Lady Emma Barnard is embarking on her year as High Sheriff of West Sussex. This ancient role, dating back to Saxon times, brings together important threads in the life of our nation and County.
We meet at Lady Emma’s Sussex home, Parham House. Thanks to Emma and her family’s stewardship Parham is a gathering and generous place. The April spring weather blesses us with a moment of warmth and light as we sit and talk. She is clearly excited about the coming year and says “I’m really looking forward to celebrating and acknowledging the quiet heroes in West Sussex; those people who add to the richness of life in our county by constantly contributing in so many ways without seeking praise or recognition.” I comment that the exceptional is so often to be found in the everyday and she agrees.
Lady Emma explains that she is not the first High Sheriff to live at Parham “There have only been three families who have lived at Parham and each family has fulfilled the office of High Sheriff. Thomas Palmer was the first in 1571. He inherited Parham from his father and was much regarded by Elizabeth I. The Bisshopps were next. Thomas Bisshopp was High Sheriff in 1583 before he bought Parham in 1601. His son, Sir Edward, held the office in 1636 under Charles I. The Hon. Robert Curzon followed under William IV in 1834. Then there was my great-grandfather, Clive Pearson, who fell in love with Parham and carefully restored this fine Elizabethan house during the 1920s and ‘30s. I have inherited his delight in sharing the joys of Parham with visitors. It is extraordinary to think that he was the High Sheriff in 1940 as the Battle of Britain was being fought in the skies over Sussex.”

> **RAW RECORDS**
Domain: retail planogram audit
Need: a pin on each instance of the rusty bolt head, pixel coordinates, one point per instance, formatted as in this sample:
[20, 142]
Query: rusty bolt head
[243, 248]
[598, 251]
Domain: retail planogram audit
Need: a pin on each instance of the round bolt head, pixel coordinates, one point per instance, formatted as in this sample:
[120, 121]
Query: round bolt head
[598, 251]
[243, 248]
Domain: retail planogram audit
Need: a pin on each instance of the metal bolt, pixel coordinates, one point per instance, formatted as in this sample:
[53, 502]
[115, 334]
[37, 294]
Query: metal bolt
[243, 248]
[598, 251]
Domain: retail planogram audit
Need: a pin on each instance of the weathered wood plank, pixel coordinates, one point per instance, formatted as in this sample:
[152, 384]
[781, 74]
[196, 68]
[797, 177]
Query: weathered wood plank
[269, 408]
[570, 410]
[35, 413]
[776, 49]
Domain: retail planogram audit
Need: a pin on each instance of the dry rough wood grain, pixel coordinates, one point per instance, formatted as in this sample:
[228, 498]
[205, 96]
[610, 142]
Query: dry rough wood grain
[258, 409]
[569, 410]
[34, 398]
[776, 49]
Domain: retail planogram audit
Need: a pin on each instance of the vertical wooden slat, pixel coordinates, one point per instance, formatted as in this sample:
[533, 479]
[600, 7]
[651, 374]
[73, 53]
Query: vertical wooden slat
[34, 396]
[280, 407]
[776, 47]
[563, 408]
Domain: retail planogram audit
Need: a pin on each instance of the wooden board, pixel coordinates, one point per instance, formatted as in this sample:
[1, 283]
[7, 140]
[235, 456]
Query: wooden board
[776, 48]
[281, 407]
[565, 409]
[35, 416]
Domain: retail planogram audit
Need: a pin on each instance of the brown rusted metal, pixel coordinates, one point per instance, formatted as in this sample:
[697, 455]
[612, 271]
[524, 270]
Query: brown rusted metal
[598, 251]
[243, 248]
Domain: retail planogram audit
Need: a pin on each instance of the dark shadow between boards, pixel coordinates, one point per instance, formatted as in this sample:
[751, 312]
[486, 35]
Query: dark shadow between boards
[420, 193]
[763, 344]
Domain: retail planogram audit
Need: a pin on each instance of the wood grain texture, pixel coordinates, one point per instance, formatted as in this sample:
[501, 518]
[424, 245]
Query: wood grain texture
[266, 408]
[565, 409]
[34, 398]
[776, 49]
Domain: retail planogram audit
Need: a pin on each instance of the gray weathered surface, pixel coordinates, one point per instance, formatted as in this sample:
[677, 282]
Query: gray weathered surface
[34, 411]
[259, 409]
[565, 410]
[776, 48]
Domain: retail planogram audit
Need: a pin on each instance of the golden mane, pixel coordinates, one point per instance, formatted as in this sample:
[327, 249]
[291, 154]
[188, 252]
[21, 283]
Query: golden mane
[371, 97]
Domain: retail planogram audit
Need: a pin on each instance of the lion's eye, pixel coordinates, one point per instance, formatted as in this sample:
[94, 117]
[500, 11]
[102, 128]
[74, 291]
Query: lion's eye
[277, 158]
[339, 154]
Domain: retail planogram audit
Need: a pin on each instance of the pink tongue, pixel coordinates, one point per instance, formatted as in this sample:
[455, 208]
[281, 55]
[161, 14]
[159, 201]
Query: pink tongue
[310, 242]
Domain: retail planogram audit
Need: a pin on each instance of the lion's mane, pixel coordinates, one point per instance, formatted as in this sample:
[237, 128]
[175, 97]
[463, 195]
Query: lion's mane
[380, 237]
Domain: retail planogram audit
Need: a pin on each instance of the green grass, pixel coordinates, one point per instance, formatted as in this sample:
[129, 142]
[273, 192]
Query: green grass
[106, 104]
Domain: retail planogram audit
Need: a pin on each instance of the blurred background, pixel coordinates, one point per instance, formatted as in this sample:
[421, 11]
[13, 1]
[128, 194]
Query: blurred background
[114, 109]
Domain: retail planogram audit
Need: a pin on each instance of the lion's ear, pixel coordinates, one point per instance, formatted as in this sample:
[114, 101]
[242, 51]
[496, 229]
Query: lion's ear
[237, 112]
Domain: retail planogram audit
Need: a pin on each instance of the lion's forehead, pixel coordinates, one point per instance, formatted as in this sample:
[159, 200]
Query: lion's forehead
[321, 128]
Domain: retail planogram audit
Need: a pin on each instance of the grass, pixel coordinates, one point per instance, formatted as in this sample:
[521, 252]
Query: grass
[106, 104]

> **STATED PROBLEM 1**
In the High Sheriff profile, why does Lady Emma say she is not the first High Sheriff to live at Parham? Answer in one to three sentences.
> **STATED PROBLEM 2**
Answer these on the High Sheriff profile:
(a) In what month does the meeting at Parham House take place?
(b) In what year was Thomas Palmer High Sheriff?
(c) During which decades did Clive Pearson restore Parham?

> **WRITTEN RESPONSE 1**
Only three families have lived at Parham, and each of them has held the office of High Sheriff. Thomas Palmer served first, in 1571, and her great-grandfather, Clive Pearson, was High Sheriff in 1940.

> **WRITTEN RESPONSE 2**
(a) April
(b) 1571
(c) The 1920s and '30s